## EXERCISE DIRECTIONS:
Which lines run from the one containing "Please indicate the small" through the end of the material? Reproduce them exactly.

## PROVIDED RECORDS:
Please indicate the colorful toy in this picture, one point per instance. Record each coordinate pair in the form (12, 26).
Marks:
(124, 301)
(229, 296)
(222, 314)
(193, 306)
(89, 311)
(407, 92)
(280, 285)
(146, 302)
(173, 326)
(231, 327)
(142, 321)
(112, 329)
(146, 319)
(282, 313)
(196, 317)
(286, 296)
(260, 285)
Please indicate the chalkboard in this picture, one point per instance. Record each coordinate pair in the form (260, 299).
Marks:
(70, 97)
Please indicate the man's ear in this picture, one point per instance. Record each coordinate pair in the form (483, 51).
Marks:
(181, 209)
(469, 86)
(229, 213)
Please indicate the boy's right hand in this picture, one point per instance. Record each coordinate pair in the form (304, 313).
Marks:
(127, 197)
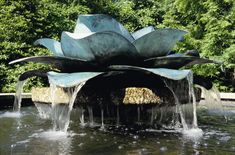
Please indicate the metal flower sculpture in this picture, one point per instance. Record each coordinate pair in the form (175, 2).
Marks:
(100, 47)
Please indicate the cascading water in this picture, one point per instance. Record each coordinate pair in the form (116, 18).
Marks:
(102, 119)
(118, 117)
(60, 113)
(82, 117)
(183, 109)
(213, 101)
(91, 117)
(44, 110)
(18, 95)
(192, 98)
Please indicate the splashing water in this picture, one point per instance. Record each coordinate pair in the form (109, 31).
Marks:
(102, 119)
(44, 110)
(18, 95)
(183, 110)
(82, 119)
(213, 101)
(60, 113)
(118, 117)
(91, 118)
(192, 98)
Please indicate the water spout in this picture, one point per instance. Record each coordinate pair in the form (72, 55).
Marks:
(102, 119)
(18, 95)
(91, 118)
(192, 98)
(61, 112)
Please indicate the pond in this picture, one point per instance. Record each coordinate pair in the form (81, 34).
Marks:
(27, 133)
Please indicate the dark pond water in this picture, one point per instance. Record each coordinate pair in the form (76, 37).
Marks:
(27, 133)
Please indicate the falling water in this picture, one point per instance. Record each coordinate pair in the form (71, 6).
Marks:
(118, 117)
(152, 116)
(179, 108)
(138, 112)
(91, 118)
(82, 118)
(18, 95)
(44, 110)
(192, 101)
(213, 101)
(192, 98)
(102, 119)
(61, 112)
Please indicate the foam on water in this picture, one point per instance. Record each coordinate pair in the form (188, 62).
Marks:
(193, 134)
(8, 114)
(52, 135)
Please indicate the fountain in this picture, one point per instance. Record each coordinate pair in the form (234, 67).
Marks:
(129, 80)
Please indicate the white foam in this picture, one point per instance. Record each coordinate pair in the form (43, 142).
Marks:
(52, 135)
(193, 134)
(11, 114)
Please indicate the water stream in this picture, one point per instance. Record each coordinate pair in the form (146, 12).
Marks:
(60, 113)
(18, 96)
(184, 110)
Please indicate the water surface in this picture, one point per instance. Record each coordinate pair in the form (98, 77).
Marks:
(27, 133)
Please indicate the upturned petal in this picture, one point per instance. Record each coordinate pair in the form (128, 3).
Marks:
(158, 42)
(101, 47)
(163, 72)
(100, 23)
(51, 44)
(70, 79)
(138, 34)
(62, 63)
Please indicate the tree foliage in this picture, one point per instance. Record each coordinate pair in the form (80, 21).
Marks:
(210, 24)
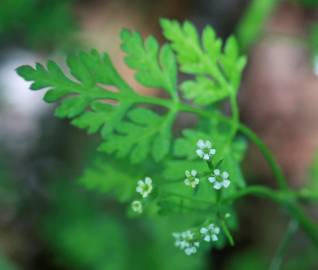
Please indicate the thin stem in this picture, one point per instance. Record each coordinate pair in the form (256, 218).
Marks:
(227, 233)
(291, 205)
(278, 257)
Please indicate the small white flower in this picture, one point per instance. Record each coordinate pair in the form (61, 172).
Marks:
(205, 150)
(144, 187)
(191, 179)
(210, 233)
(136, 206)
(186, 242)
(219, 180)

## SOLUTION FOR THIS EXERCISE:
Please indicate the small white flower in this picture, one point per instance. Record each coordinate pair in the form (61, 172).
Marks:
(205, 150)
(144, 187)
(191, 179)
(210, 233)
(136, 206)
(186, 242)
(219, 180)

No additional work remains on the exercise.